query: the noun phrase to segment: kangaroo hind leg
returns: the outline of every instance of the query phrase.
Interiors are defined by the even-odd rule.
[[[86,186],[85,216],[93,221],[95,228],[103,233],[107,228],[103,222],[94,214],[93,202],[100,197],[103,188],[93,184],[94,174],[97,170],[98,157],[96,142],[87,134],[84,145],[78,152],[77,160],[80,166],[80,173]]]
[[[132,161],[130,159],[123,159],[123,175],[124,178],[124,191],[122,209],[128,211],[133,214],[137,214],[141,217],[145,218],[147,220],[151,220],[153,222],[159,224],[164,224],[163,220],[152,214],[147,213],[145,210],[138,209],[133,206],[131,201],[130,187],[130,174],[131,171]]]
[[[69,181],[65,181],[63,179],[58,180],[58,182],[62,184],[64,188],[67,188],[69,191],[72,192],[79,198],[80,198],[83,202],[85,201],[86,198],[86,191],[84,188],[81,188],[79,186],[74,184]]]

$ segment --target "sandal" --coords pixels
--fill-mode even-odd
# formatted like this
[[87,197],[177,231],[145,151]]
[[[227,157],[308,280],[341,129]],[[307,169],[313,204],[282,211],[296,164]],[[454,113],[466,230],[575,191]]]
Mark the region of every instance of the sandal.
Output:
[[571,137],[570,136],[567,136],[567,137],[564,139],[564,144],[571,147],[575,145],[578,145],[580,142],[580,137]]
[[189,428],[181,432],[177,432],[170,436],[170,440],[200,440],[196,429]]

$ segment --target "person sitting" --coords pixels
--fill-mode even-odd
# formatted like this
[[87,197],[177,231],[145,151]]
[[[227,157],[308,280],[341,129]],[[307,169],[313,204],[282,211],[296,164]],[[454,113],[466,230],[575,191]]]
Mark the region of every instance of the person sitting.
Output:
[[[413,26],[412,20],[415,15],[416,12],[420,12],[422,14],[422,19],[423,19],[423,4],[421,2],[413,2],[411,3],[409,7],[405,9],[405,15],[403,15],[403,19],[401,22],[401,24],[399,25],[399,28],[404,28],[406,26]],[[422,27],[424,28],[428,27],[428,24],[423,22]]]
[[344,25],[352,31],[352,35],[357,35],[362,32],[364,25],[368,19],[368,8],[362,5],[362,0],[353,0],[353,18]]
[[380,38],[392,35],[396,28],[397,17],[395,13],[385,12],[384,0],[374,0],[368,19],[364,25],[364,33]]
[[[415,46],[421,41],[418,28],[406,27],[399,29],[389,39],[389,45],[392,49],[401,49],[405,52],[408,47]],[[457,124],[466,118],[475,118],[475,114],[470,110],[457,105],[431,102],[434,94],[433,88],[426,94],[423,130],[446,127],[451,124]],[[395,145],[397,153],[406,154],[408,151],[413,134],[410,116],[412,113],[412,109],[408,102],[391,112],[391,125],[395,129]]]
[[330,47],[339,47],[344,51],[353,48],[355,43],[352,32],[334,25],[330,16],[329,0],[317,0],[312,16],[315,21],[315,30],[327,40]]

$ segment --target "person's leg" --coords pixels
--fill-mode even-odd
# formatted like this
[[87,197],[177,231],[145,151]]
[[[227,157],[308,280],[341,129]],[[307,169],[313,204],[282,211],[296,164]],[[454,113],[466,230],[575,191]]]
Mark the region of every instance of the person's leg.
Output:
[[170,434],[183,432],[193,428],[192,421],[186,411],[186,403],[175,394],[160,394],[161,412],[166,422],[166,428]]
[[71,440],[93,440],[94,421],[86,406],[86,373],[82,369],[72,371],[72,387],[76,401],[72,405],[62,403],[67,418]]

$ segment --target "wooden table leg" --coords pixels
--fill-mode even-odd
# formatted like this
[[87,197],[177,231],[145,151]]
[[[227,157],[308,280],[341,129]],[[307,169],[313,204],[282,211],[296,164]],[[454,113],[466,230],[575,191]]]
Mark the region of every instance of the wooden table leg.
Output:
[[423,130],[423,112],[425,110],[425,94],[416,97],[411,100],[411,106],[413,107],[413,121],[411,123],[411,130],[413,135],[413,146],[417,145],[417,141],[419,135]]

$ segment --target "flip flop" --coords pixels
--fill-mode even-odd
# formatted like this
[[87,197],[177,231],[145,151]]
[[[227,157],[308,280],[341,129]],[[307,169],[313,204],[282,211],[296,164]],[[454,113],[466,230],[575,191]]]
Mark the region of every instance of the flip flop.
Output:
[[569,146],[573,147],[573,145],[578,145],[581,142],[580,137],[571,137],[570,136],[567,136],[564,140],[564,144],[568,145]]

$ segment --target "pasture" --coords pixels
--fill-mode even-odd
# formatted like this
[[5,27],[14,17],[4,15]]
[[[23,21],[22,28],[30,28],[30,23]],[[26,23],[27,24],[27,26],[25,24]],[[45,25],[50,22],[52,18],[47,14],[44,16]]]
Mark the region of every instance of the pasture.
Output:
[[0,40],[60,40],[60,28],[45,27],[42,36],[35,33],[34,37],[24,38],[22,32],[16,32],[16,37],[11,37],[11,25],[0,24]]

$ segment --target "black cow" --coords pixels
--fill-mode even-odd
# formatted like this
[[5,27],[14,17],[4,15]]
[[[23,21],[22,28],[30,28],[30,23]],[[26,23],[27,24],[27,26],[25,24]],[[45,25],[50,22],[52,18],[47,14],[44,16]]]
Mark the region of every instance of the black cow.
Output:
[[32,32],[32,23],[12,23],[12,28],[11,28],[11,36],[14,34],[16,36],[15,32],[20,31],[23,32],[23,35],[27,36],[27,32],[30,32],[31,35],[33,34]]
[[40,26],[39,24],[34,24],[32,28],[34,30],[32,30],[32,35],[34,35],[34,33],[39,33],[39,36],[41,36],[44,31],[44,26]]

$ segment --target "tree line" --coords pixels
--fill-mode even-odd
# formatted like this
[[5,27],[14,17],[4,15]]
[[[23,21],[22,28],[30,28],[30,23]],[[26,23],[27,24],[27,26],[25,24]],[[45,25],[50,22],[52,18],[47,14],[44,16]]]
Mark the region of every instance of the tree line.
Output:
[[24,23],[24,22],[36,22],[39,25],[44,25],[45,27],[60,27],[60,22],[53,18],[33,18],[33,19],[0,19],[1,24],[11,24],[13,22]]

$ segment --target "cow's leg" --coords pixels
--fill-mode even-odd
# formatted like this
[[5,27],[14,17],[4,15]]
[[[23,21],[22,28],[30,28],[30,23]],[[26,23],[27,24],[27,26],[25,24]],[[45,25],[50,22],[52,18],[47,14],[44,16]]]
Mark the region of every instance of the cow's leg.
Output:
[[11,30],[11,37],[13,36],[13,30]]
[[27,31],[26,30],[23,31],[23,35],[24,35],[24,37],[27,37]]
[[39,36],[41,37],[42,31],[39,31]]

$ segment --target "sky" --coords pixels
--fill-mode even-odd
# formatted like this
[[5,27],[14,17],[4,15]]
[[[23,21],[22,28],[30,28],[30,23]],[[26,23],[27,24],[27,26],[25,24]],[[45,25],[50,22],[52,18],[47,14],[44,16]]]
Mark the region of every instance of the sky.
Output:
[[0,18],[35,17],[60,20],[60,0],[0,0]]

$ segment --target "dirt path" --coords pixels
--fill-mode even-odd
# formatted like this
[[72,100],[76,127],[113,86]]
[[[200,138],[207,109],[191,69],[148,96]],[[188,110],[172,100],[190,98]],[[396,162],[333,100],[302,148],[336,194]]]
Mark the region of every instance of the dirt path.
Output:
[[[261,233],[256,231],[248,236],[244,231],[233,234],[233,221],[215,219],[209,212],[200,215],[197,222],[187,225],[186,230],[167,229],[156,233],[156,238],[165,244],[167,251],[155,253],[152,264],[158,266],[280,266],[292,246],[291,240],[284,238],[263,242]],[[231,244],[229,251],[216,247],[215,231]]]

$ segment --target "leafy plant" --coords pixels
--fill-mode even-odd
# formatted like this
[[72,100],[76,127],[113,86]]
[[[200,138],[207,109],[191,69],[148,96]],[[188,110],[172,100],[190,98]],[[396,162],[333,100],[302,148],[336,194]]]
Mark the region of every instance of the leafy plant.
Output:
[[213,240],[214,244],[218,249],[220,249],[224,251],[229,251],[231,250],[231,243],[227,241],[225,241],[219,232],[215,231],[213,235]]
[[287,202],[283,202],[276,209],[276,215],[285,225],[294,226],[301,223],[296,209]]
——
◆ Exercise task ◆
Return each line of the data above that contains the string "pixels". Case counts.

◆ Response to the exercise ◆
$ segment --target "sandal" --coords pixels
$ segment --target "person sitting" --coords pixels
$ segment --target "person's leg" --coords pixels
$ segment --target "wooden table leg" --coords pixels
$ segment --target "flip flop" --coords pixels
$ segment --target "pasture" --coords pixels
$ segment --target "black cow" --coords pixels
$ segment --target "tree line" --coords pixels
$ segment --target "cow's leg" --coords pixels
$ segment --target "sky" --coords pixels
$ segment --target "dirt path" --coords pixels
$ segment --target "leafy plant" --coords pixels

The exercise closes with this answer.